▶ **Directions**
Pick out each line of the records in which the word "earring" appears.

▶ **Materials provided**
=== Begin Enclosure ===
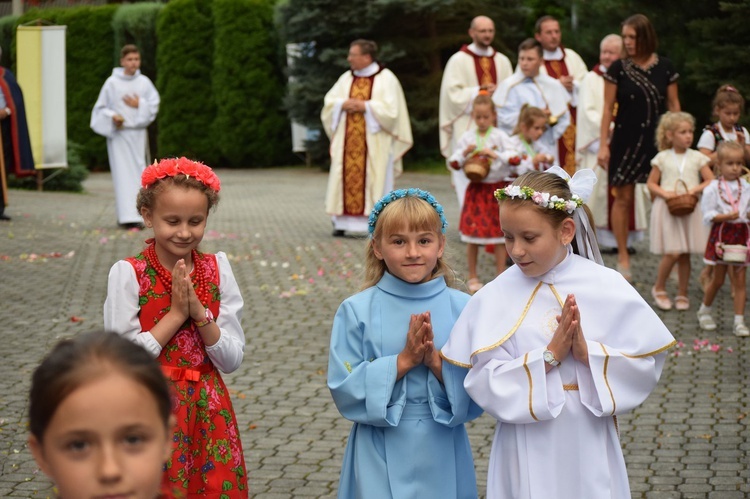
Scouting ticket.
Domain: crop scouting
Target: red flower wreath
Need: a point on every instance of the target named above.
(171, 167)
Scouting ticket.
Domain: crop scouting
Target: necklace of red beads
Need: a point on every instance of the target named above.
(726, 184)
(198, 276)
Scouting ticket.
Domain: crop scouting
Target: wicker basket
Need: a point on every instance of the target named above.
(477, 167)
(681, 204)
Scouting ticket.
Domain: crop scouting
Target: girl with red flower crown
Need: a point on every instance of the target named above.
(184, 307)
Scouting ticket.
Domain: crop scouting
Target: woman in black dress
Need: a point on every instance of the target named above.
(644, 86)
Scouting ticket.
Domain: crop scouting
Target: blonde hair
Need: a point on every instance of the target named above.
(527, 116)
(727, 147)
(147, 195)
(668, 123)
(554, 185)
(413, 214)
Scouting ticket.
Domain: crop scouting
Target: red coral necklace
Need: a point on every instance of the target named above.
(199, 278)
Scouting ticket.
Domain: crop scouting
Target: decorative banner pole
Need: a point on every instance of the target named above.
(41, 74)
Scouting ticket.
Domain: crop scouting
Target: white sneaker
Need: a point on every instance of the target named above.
(741, 330)
(706, 322)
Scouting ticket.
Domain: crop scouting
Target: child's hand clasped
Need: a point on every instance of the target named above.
(568, 337)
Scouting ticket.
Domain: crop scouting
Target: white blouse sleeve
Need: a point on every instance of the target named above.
(707, 141)
(121, 308)
(227, 353)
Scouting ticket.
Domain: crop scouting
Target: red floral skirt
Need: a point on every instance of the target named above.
(480, 216)
(730, 234)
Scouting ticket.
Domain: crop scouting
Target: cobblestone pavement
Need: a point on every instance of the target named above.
(689, 440)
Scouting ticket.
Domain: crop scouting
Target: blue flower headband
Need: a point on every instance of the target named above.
(402, 193)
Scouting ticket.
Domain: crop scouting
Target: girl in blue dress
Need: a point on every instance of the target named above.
(385, 372)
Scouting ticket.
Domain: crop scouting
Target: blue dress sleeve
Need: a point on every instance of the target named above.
(363, 386)
(449, 401)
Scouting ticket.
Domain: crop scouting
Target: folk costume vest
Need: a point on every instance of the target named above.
(355, 149)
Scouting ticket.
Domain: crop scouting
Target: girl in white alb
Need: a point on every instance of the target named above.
(571, 346)
(676, 170)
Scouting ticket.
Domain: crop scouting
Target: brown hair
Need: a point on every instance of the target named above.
(646, 41)
(542, 20)
(531, 44)
(725, 96)
(727, 147)
(147, 195)
(554, 185)
(527, 117)
(668, 122)
(128, 49)
(74, 362)
(414, 214)
(368, 47)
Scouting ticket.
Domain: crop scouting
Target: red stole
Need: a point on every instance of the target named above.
(484, 67)
(566, 145)
(355, 150)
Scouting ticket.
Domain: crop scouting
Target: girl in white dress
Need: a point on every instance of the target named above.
(675, 170)
(728, 106)
(557, 346)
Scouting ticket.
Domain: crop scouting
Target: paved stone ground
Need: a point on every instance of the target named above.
(689, 440)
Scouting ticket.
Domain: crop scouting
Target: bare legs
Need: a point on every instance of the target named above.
(665, 268)
(620, 219)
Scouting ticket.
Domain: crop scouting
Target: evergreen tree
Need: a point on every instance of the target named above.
(718, 48)
(416, 39)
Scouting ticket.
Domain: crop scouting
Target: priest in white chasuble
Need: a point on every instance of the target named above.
(474, 67)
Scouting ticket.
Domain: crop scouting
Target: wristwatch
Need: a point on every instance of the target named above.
(209, 319)
(550, 359)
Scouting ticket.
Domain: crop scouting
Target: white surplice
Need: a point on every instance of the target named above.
(127, 146)
(388, 136)
(543, 92)
(557, 435)
(121, 311)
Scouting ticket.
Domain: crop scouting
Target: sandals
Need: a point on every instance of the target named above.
(625, 273)
(474, 285)
(661, 299)
(681, 302)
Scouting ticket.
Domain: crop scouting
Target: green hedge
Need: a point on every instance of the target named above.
(89, 62)
(136, 23)
(7, 37)
(251, 127)
(184, 57)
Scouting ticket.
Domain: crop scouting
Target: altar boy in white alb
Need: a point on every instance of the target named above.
(474, 67)
(572, 346)
(531, 87)
(127, 104)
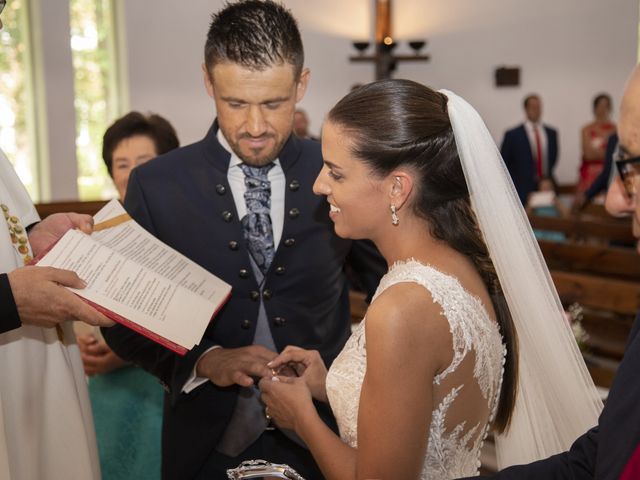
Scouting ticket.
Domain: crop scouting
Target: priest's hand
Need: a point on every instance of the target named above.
(97, 357)
(52, 228)
(42, 300)
(235, 366)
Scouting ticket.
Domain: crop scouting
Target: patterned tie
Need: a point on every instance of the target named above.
(538, 158)
(256, 224)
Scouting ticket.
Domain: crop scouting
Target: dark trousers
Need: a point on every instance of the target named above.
(273, 447)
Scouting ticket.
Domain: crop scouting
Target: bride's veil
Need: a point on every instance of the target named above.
(557, 400)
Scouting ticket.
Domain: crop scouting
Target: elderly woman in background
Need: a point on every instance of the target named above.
(126, 401)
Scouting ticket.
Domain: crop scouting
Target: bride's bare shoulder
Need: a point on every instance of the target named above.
(405, 319)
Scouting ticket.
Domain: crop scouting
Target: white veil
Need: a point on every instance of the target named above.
(557, 400)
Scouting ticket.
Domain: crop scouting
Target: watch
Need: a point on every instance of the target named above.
(262, 468)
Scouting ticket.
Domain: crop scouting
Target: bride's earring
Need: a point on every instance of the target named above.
(394, 215)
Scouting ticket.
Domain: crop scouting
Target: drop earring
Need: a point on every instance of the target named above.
(394, 215)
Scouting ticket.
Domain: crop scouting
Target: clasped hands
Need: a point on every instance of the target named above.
(288, 381)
=== End Enclosure ===
▶ **Result for this task**
Target: bride's earring
Target: drop earring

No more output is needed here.